Set task
Reproduce the lines of the listing below verbatim, leaving out the pictures.

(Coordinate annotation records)
—————

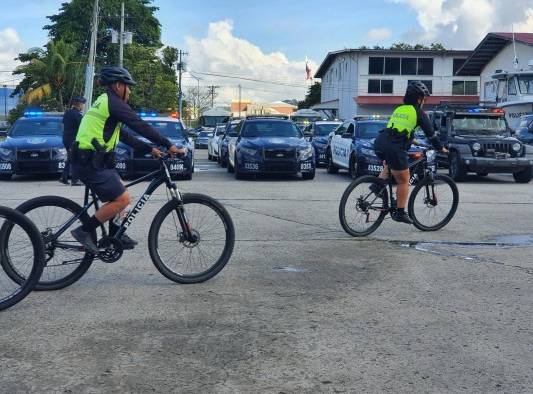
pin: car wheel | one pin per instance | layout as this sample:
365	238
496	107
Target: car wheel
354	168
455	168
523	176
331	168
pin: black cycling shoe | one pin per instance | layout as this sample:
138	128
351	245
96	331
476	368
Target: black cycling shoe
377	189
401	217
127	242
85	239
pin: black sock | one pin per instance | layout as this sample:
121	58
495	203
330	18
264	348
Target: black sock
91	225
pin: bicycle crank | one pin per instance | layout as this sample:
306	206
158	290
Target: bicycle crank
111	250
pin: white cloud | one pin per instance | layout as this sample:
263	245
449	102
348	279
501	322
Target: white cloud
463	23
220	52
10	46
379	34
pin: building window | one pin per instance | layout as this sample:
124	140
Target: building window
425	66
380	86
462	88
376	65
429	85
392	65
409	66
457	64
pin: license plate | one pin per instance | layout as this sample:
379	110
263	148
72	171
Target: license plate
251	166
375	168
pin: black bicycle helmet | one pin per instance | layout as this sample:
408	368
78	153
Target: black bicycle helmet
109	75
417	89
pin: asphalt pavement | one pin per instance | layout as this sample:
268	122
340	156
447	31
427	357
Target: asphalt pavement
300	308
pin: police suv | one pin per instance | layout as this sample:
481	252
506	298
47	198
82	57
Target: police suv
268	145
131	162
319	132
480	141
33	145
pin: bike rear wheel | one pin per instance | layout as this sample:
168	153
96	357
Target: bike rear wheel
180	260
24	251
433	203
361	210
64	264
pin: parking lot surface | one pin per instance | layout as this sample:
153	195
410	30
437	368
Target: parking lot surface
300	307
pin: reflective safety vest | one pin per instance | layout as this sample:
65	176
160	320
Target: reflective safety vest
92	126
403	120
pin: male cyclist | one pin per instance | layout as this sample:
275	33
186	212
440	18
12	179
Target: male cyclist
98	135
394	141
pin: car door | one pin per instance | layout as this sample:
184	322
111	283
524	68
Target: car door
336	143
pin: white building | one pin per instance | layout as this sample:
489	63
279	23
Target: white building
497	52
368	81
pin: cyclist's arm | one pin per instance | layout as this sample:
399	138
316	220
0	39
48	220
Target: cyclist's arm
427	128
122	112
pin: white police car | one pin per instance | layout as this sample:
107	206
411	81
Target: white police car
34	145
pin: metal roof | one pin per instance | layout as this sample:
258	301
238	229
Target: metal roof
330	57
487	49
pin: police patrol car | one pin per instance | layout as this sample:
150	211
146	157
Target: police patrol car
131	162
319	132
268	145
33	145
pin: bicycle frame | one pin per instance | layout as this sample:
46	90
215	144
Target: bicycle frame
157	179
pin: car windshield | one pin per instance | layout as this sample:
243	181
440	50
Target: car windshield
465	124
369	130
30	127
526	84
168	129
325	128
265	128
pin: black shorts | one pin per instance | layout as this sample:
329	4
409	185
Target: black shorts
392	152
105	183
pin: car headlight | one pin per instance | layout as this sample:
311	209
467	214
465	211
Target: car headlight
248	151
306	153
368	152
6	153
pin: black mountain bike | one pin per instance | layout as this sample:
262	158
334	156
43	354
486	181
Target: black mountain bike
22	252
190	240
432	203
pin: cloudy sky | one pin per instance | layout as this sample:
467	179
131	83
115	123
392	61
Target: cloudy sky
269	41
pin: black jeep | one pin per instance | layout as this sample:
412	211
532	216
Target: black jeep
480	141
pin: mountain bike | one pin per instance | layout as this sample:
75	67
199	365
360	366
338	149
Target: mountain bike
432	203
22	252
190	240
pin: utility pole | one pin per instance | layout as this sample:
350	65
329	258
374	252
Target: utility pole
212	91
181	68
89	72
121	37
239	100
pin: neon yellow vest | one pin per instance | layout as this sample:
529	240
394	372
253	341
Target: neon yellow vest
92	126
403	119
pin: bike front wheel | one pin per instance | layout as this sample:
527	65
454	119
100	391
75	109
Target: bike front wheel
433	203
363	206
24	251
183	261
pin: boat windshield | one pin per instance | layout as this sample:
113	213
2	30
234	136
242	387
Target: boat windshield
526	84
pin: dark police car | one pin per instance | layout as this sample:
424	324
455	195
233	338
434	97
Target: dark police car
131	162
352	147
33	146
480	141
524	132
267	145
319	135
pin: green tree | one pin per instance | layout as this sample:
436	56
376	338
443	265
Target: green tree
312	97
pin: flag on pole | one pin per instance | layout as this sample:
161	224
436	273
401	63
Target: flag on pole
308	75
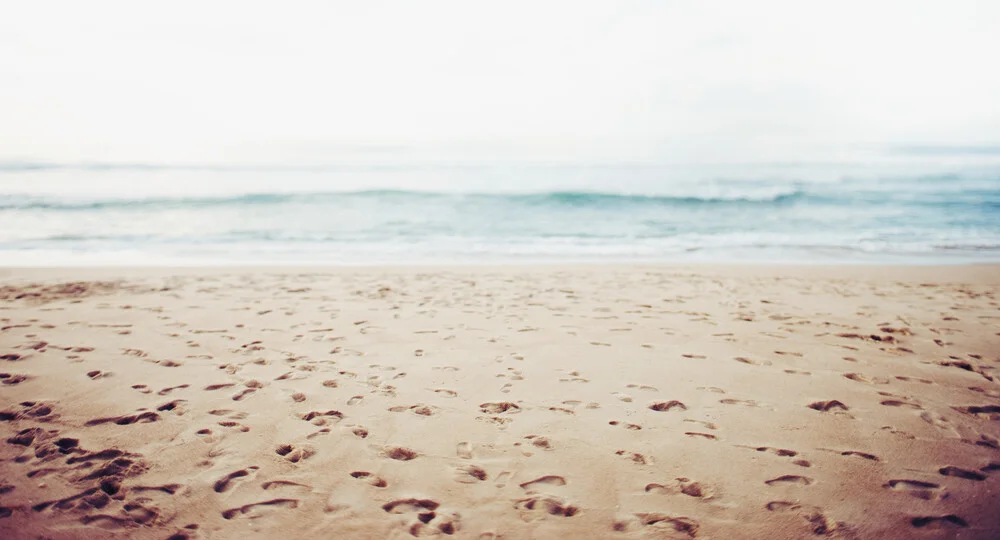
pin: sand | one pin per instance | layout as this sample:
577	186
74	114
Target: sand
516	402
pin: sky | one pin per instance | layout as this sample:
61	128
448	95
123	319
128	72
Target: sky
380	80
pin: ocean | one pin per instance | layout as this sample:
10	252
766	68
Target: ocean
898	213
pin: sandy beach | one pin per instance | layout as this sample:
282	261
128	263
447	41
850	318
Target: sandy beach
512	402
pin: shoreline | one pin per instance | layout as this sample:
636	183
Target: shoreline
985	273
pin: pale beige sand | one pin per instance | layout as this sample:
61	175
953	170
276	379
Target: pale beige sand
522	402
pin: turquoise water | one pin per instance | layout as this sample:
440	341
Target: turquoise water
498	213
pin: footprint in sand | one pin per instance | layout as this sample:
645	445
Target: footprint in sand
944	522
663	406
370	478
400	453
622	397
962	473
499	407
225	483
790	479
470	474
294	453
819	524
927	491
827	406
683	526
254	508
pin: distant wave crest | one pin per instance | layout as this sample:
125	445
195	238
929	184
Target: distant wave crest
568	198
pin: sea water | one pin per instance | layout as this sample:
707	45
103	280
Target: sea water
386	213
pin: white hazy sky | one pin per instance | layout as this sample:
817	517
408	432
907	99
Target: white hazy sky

—————

Correct output
pin: car wheel | one pin per instance | layout as this sample:
365	238
496	107
Target: car wheel
354	168
455	168
523	176
331	168
pin: black cycling shoe | one pin per instance | layout as this sample:
138	128
351	245
96	331
476	368
Target: black cycling shoe
377	189
401	217
127	242
85	239
pin: black sock | one pin per instance | layout as this sample:
121	58
495	203
330	18
264	348
Target: black sock
91	225
pin: bicycle crank | one pin per instance | layout as this sample:
306	206
158	290
Target: bicycle crank
111	250
pin: white cloud | one pin per instance | layout as this sample:
263	245
449	102
348	279
501	322
Target: white cloud
463	23
220	52
10	46
379	34
pin: building window | one pin per instance | layout as this sample:
124	140
Target: building window
425	66
380	86
462	88
376	65
429	85
392	65
409	66
457	64
pin: license plate | one pin per instance | layout as this sample:
379	110
263	148
72	171
Target: license plate
251	166
375	168
pin: black bicycle helmet | one pin per instance | layout as this sample:
408	368
78	153
Target: black bicycle helmet
109	75
417	89
pin: asphalt pavement | one pin per instance | layout as this sample:
268	122
340	156
447	31
427	357
Target: asphalt pavement
300	308
pin: police suv | one pin per instance | layout as this sample:
481	252
506	298
47	198
82	57
Target: police suv
268	145
131	162
319	132
480	141
33	145
pin: bike rear wheel | one pin per instance | layout as this sample:
168	153
96	357
Target: bike rear wheel
180	260
24	251
433	203
361	210
64	264
pin: parking lot surface | one pin per instance | layout as this sample:
153	195
410	30
437	368
Target: parking lot surface
300	307
pin: reflective safety vest | one pin per instance | layout as this sample:
65	176
160	320
Target: reflective safety vest
92	126
403	120
pin: male cyclist | one pin per instance | layout as this sample:
275	33
186	212
440	18
12	179
Target: male cyclist
98	135
394	141
pin: car door | one pin per instance | layout as this sample:
184	322
111	283
524	68
Target: car door
336	143
pin: white building | one pin per instance | layout as this sample:
489	63
279	23
Target: white building
497	52
368	81
pin: cyclist's arm | one pin per instance | layout as this sample:
399	138
316	220
0	39
48	220
Target: cyclist's arm
427	128
122	112
pin: white police car | one pin per instance | layout as this sample:
107	206
411	81
Target: white police car
34	145
pin: metal roof | one pin per instance | layout as this sample:
258	301
238	229
Target: metal roof
330	57
487	49
pin: police patrol car | one pin per instance | layout as this sample:
150	211
146	157
Target: police patrol car
131	162
319	132
268	145
33	145
pin: bicycle frame | one pin per instance | layout as this sample:
46	90
215	144
Target: bicycle frame
157	179
pin: car windshield | one pin per instance | layout as this sample:
243	181
440	50
Target: car windshield
465	124
369	130
30	127
526	84
168	129
325	128
265	128
pin: black shorts | one pin per instance | layout as this sample:
329	4
409	185
Target: black shorts
392	152
105	183
pin: car headlight | one pin per instance | layout as this sample:
311	209
467	214
465	211
Target: car headlight
248	151
306	153
368	152
6	153
pin: black mountain bike | one pin per instance | layout as this sample:
262	158
334	156
43	354
486	181
Target: black mountain bike
22	252
190	240
432	203
pin: cloudy sky | one pin per instance | layout as this sample:
467	179
131	83
115	123
392	61
Target: cloudy sky
269	41
pin: black jeep | one pin per instance | layout as this sample:
412	211
532	216
Target: black jeep
480	141
pin: mountain bike | one pin per instance | layout as this sample:
75	67
199	365
360	366
338	149
Target: mountain bike
432	203
22	252
190	240
pin: utility pole | one pin per instance | layout as this sample:
350	65
329	258
374	252
Target: utility pole
212	91
181	68
89	72
121	37
239	100
pin: neon yellow vest | one pin per instance | layout as this sample:
529	240
394	372
253	341
Target: neon yellow vest
92	126
403	119
pin: bike front wheel | one pin per instance | layout as this sample:
527	65
454	119
100	391
75	109
Target: bike front wheel
433	203
363	206
24	251
183	261
pin: boat windshield | one pin per instance | layout as this sample:
113	213
2	30
234	136
242	387
Target: boat windshield
526	84
pin: dark police car | one pin per instance | layout as this sample:
424	324
455	195
233	338
434	97
Target: dark police car
131	162
352	147
33	146
480	141
524	132
267	145
319	135
pin: green tree | one pin per instance | layout as this sample:
436	56
376	338
443	265
Target: green tree
312	97
pin: flag on pole | one pin per instance | layout as this sample:
161	224
436	273
401	63
Target: flag on pole
308	75
pin: sand | one pin per instance | layout as this sample:
577	186
74	114
Target: sand
516	402
pin: sky | one pin per instance | layout as this sample:
61	128
448	95
123	319
128	72
Target: sky
380	80
pin: ocean | one pin per instance | layout as this sample:
10	252
766	68
Target: ocean
898	213
pin: sandy beach | one pin per instance | layout as this sample:
282	261
128	263
447	41
850	318
Target: sandy beach
512	402
pin: shoreline | one pin per instance | layout as this sample:
636	183
Target: shoreline
985	273
pin: pale beige sand | one pin per instance | layout as this sample:
61	175
953	170
276	379
Target: pale beige sand
522	402
pin: turquoise water | one pin per instance | layout as this sample:
440	341
Target: turquoise water
498	213
pin: footprint in sand | one pin per instance | layout as this sample:
645	445
Target: footprint in sand
944	522
663	406
370	478
400	453
622	397
962	473
499	407
225	483
790	479
470	474
294	453
819	524
927	491
827	406
683	526
254	508
pin: distant wave crest | one pin per instance | layout as this sample:
125	445
195	238
929	184
Target: distant wave crest
568	198
pin: sea water | one pin per instance | layout as this sample:
707	45
103	280
Target: sea water
386	213
pin: white hazy sky | one pin per instance | layout as this sample:
817	517
408	432
907	99
Target: white hazy sky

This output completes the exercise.